→ **SUPPLIED PASSAGE**:
# Cordless Drill



## Jeannie (Oct 26, 2006)

Okay folks I need your help. DH said the only thing he wants or needs for Christmas is something for the camper. The only thing I can think of that he has been wanting is a cordless drill for lowering and raising the leveling jacks. He is too frugal with his money







to buy such a tool so I am taking the hint. Any suggestions for a reliable brand and model?

Thanks,


----------



## PhilnKat (May 16, 2007)

Jeannie said:


> Okay folks I need your help. DH said the only thing he wants or needs for Christmas is something for the camper. The only thing I can think of that he has been wanting is a cordless drill for lowering and raising the leveling jacks. He is too frugal with his money
> 
> 
> 
> ...


Well, i dont know your budget, but if you were buying a cordless drill for me, i would be hoping for a dewalt 18 volt. (hope my wife reads this)-Phil


----------



## battalionchief3 (Jun 27, 2006)

I have a craftsman 19.2 volt drill and I like it. Dewalt is good or Miketa (sp?) A combo pack with an extra batt or LED light combo would make me happy.


----------



## fspieg (Jul 31, 2006)

Don't know what price range you are looking at but I have both a 14 v Dewalt and a 18v Ridgid. They are both good drills. I take the Dewalt traveling and save the Ridged for the really serious stuff. http://www.ridgid.com/Tools/Battery-Powere...ls/EN/index.htm


----------



## Y-Guy (Jan 30, 2004)

Don't bother with the Skill or Black & Decker type. I've had a one of each in the past few years and IMHO they are junk. Spend the money on something like a DeWalt or Makita.


----------



## s'more (Jun 8, 2005)

I use a cordless drill nearly every day at my work. A few years ago, purchased the 18 volt Ryobi at Home Depot in a multi-tool set for a really good price. It lasted almost 2 years. When it finally gave up the ghost, I replaced it with another 18 volt Ryobi, that one only lasted 6 months. I thought it was a fluke, so I purchased a third Ryobi 18 volt, it lasted less than 6 months. No more Ryobi for me!
I spent a little more money (a tax write off) and purchased the Ridgid 18 volt. Love it. Lifetime warranty, even on the battery. It's heavier than most, but maybe extra weight means extra quality (we all know that's not true in RV's).
Panasonic is supposed to be very good also, but I have never owned one personally.

These are not at the lower end of the price spectrum, but I'm sure he'd be happy with any of the Ridgid, Panasonic, DeWalt, or Makita products.

Good Luck


----------



## Jeannie (Oct 26, 2006)

Thanks everyone for the great advice. I would rather buy a good piece of equipment one time than some junk that gets replaced several times. An extra battery and led light are good suggestions too. And since camping season is done for now the DH might want to try out his Christmas present and hang some cabinets in the laundry room.







Yes mods for the home without wheels! That doesn't happen often.

Have a safe and wonderful holiday season.


----------



## tripphammer (Oct 3, 2006)

I own 6 cordless drills, 3 Ridgid (18v & 14v), 1 Ryobi (12v), 1 Craftsman (14), 1 Kawasaki (19.2V). Why so many, some for business and some for home... and one for the TV. I found the Kawasaki at Costco for $69. It has two batteries and a flashlight... so it is the one in the TV. Also Lowes had it also. Regardless, the two criteria besides cost should be that they have at least 18volts or better and they are a 1/2inch chuck.

[Source data]
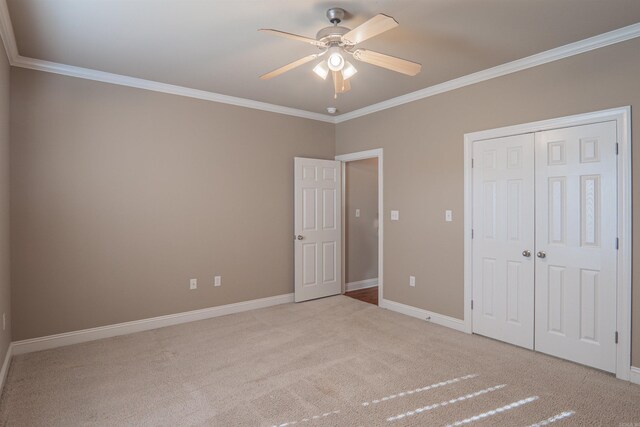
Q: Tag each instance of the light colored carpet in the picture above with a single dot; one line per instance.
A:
(335, 361)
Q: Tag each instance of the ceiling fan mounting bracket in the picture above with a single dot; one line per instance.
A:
(335, 15)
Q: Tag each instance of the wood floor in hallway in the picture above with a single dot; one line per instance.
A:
(369, 295)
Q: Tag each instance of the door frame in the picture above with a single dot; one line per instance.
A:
(622, 117)
(362, 155)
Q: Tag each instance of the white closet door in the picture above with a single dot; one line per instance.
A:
(317, 222)
(576, 227)
(503, 241)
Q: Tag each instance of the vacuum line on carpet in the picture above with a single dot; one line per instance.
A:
(565, 414)
(418, 390)
(446, 402)
(306, 420)
(494, 411)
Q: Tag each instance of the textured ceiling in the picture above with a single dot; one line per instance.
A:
(215, 45)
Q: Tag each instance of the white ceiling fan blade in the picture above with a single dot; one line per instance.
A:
(386, 61)
(374, 26)
(288, 67)
(293, 37)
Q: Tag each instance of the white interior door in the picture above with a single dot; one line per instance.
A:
(503, 241)
(576, 229)
(317, 200)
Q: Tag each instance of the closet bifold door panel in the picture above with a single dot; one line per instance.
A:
(503, 241)
(576, 230)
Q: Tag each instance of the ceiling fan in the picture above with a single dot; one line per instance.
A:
(337, 42)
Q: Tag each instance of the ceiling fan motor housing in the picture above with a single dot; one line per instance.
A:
(332, 35)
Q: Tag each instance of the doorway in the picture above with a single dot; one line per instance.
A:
(362, 234)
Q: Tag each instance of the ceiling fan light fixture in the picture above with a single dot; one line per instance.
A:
(348, 71)
(321, 70)
(336, 60)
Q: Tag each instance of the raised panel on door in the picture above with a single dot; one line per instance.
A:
(575, 314)
(317, 228)
(503, 225)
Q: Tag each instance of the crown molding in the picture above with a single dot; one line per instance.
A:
(6, 32)
(118, 79)
(586, 45)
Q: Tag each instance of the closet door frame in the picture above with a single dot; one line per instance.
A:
(622, 117)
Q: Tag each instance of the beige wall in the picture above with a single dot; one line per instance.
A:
(423, 163)
(5, 291)
(361, 192)
(120, 196)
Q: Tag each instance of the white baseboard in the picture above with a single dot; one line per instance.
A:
(361, 284)
(5, 367)
(85, 335)
(635, 375)
(439, 319)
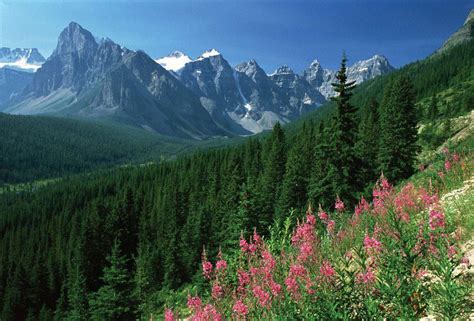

→ **WHAT YOU SHOULD DO**: Retype the cordless drill thread from "Panasonic is supposed" to "the laundry room.". This data was taken from a different source than the thread.

→ **SOLUTION TO THIS TASK**:
Panasonic is supposed to be very good also, but I have never owned one personally.

These are not at the lower end of the price spectrum, but I'm sure he'd be happy with any of the Ridgid, Panasonic, DeWalt, or Makita products.

Good Luck


----------



## Jeannie (Oct 26, 2006)

Thanks everyone for the great advice. I would rather buy a good piece of equipment one time than some junk that gets replaced several times. An extra battery and led light are good suggestions too. And since camping season is done for now the DH might want to try out his Christmas present and hang some cabinets in the laundry room.